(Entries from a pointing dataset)

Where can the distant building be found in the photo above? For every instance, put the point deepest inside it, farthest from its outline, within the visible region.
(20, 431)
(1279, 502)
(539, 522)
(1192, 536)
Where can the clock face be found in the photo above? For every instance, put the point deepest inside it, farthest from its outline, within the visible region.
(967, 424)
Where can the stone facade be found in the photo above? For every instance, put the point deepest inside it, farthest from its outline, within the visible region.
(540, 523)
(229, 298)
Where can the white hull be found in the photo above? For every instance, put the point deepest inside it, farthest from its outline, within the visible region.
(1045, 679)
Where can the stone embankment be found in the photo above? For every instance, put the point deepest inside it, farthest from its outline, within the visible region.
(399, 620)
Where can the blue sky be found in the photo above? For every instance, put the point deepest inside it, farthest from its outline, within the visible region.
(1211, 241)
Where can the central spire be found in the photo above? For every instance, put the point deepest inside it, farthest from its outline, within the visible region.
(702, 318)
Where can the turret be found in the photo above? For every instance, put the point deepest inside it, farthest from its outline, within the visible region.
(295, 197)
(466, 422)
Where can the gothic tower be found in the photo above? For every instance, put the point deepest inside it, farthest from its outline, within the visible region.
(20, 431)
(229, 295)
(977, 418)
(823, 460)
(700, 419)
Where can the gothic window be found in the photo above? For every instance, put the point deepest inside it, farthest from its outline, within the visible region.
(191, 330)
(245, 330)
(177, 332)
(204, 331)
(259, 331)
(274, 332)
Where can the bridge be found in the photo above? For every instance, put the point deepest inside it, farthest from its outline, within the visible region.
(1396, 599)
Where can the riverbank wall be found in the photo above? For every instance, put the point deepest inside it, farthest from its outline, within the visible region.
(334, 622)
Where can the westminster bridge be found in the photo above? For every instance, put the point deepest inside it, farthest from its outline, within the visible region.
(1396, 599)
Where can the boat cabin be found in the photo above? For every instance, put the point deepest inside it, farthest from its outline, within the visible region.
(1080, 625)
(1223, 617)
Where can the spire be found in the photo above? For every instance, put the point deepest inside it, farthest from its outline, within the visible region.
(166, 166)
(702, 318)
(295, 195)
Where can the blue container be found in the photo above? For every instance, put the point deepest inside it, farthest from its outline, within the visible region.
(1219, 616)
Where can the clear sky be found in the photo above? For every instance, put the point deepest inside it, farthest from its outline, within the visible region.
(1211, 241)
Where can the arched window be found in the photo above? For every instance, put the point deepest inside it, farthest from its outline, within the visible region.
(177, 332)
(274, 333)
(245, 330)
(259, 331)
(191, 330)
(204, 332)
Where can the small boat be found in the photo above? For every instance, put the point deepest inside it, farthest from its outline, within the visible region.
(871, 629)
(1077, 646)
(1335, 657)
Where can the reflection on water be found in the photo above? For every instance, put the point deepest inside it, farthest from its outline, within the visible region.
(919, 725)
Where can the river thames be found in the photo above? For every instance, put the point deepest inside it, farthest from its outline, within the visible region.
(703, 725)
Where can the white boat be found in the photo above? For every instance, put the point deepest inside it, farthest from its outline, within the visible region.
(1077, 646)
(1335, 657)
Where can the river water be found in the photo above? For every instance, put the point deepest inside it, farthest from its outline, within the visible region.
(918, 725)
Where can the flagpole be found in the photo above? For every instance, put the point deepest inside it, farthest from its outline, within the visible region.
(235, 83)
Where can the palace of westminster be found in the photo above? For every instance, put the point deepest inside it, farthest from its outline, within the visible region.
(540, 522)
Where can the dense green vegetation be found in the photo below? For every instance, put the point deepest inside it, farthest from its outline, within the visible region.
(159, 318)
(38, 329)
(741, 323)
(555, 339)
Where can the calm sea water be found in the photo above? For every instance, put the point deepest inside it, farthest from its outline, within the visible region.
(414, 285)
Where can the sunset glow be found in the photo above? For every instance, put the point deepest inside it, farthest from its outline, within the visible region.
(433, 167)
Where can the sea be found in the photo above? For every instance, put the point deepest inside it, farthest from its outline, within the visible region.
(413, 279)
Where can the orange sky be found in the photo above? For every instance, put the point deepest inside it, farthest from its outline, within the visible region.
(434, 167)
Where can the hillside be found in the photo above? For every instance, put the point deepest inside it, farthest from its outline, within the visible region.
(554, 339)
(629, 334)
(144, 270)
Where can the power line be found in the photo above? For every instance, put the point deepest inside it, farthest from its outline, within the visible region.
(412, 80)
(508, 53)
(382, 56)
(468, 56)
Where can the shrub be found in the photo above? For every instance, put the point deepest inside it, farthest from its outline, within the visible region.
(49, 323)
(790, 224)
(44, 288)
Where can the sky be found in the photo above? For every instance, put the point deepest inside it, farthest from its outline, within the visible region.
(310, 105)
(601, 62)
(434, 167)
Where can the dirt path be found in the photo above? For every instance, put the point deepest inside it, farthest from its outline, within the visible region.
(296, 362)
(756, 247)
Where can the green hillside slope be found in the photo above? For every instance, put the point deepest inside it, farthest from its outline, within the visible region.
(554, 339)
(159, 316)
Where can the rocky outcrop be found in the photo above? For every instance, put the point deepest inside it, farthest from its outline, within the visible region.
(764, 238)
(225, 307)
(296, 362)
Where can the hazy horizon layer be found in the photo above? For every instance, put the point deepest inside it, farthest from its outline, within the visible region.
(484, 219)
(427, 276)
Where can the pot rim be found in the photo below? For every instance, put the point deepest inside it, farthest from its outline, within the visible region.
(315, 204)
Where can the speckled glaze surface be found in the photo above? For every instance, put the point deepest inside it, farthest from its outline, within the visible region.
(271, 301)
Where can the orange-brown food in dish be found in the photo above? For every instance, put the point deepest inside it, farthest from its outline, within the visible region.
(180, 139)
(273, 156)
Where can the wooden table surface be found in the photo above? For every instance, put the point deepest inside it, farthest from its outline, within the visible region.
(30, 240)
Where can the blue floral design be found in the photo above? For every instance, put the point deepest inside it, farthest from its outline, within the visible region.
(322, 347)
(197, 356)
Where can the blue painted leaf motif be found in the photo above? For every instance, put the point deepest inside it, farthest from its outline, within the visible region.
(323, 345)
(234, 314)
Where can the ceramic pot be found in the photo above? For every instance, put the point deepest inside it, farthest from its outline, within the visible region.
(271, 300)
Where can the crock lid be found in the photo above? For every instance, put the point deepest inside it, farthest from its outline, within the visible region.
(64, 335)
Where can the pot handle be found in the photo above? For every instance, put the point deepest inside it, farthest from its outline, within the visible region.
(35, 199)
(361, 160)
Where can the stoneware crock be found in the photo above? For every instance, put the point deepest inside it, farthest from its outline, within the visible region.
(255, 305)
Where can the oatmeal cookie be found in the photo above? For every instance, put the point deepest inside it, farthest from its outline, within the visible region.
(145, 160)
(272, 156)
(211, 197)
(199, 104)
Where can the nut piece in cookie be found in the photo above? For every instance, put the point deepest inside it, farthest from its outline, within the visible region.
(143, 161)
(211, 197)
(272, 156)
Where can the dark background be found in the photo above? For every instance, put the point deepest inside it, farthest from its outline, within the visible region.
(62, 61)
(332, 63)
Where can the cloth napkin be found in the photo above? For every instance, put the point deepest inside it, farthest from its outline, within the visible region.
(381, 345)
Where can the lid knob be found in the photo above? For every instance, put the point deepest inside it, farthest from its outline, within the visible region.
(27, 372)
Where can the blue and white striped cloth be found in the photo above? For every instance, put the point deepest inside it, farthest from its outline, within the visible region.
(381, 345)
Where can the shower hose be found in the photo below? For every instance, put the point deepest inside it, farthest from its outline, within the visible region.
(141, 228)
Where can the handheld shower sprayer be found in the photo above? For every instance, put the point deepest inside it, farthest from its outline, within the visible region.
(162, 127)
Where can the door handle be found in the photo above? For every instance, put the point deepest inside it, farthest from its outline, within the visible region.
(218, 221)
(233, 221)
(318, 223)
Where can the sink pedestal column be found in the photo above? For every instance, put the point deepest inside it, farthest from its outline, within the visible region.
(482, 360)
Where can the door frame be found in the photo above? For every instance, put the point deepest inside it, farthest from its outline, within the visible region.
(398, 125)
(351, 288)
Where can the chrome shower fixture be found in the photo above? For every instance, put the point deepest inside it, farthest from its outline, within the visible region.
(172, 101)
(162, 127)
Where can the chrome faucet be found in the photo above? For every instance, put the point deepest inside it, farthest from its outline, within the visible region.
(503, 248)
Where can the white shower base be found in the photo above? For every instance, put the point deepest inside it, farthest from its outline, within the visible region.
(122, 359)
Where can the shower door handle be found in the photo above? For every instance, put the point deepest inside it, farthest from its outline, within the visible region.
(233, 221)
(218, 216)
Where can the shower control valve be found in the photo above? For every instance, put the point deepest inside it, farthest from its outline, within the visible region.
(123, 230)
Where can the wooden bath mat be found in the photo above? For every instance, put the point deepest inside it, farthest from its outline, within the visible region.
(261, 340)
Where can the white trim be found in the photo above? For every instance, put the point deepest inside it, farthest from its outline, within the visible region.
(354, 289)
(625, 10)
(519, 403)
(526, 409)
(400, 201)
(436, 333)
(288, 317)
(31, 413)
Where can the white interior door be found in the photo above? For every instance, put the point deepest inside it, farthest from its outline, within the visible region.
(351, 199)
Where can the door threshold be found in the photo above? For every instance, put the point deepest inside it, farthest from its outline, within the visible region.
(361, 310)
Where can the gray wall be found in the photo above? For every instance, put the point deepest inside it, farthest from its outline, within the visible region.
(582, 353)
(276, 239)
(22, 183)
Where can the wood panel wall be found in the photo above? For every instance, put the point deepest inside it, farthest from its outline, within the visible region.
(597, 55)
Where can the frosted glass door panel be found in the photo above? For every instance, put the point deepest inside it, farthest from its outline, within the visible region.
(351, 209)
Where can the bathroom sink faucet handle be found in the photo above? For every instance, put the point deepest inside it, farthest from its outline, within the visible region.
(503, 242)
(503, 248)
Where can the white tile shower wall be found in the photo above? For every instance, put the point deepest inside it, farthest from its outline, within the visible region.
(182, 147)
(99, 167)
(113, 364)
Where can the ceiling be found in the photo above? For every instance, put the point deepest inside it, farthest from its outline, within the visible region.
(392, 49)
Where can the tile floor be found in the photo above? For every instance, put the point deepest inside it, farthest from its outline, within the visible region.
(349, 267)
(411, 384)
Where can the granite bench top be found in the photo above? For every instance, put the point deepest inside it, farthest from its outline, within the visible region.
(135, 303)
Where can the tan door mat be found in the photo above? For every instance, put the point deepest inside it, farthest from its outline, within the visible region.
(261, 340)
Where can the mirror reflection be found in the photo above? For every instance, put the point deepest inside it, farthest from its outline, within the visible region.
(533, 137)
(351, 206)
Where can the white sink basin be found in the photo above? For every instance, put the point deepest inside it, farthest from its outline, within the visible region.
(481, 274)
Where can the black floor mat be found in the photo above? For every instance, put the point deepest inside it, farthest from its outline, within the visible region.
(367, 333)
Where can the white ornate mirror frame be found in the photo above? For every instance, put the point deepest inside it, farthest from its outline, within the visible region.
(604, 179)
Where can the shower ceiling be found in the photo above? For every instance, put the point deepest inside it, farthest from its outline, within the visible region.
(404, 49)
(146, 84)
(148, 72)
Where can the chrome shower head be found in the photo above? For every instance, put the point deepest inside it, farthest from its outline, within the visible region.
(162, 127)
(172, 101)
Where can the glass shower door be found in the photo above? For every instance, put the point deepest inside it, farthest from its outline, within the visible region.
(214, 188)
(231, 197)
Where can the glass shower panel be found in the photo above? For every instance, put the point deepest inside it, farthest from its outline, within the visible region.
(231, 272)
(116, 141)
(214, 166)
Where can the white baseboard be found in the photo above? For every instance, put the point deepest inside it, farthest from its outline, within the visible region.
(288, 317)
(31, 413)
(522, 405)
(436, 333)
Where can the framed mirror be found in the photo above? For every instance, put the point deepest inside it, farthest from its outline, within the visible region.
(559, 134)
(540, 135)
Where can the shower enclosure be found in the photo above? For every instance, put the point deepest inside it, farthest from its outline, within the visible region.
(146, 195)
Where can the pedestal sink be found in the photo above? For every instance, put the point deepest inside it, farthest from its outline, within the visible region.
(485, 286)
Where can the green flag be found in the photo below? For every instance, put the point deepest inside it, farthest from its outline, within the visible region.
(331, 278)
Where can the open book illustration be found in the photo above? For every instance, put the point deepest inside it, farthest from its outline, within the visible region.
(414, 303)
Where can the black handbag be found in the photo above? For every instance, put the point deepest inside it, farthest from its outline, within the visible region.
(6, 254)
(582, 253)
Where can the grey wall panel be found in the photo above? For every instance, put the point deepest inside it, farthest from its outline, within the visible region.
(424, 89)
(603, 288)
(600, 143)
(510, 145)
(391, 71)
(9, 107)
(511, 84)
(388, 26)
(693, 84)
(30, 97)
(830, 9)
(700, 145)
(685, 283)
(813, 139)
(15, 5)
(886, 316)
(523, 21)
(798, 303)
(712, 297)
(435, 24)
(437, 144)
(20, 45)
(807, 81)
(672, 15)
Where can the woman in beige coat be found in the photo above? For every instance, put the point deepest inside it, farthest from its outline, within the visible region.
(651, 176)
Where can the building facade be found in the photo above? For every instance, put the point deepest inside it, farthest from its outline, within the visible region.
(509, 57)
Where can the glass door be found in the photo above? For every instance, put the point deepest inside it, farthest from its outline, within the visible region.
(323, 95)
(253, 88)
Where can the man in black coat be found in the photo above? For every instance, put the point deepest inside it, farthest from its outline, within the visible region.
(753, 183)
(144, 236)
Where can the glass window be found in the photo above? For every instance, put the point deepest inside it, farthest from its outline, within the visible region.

■ **SHORT TASK**
Set down exactly what runs from the line with "Where can the building" to the last line of the data above, including both of those lines and no others.

■ **OUTPUT FOR THIS EXERCISE**
Where can the building facade be found in the photo above? For every instance, put the point deepest inside it, farthest from its outline, within the visible region.
(509, 57)
Where can the glass door be found in the photo above? For every instance, put the point deepest inside it, farthest from its outline, within the visible region.
(323, 95)
(253, 88)
Where can the man in black coat be found in the photo above? For every instance, put the point deepest inside it, farthest from its outline, within the visible region.
(753, 183)
(144, 236)
Where can the glass window be found in the photo above? For every instance, put the point deepest inside it, farthest from its outline, within the visible region.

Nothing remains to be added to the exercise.